» **Work to complete**:
Extract each line of the data below that contains the string "Target", matching case exactly.
━━━━━━
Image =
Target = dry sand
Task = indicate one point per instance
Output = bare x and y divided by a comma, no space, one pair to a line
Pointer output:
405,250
━━━━━━
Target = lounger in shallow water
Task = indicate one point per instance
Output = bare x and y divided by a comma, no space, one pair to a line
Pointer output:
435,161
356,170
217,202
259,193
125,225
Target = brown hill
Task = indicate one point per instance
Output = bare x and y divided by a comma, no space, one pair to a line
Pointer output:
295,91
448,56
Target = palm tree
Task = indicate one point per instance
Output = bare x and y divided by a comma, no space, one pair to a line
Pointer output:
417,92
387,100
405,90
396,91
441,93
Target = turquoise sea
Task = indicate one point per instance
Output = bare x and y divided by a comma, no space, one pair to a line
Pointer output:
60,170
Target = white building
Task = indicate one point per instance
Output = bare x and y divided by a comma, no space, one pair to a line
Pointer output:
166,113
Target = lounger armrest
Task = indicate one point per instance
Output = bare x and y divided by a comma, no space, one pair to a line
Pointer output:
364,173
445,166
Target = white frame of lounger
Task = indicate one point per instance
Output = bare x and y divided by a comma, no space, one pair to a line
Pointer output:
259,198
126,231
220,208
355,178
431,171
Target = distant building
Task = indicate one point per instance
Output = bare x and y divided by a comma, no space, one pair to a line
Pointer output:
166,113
━━━━━━
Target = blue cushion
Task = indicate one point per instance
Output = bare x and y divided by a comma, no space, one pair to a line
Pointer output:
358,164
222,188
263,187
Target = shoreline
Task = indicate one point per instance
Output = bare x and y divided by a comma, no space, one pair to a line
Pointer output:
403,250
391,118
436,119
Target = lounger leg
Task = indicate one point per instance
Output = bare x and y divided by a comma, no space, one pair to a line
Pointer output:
━━━━━━
» **Task output**:
Target = dry sand
Target = lounger in shallow water
Target = brown hill
Target = palm tree
Target = turquoise sea
Target = white building
Target = lounger armrest
Target = white frame of lounger
Target = distant building
Target = blue cushion
Target = shoreline
Target = lounger leg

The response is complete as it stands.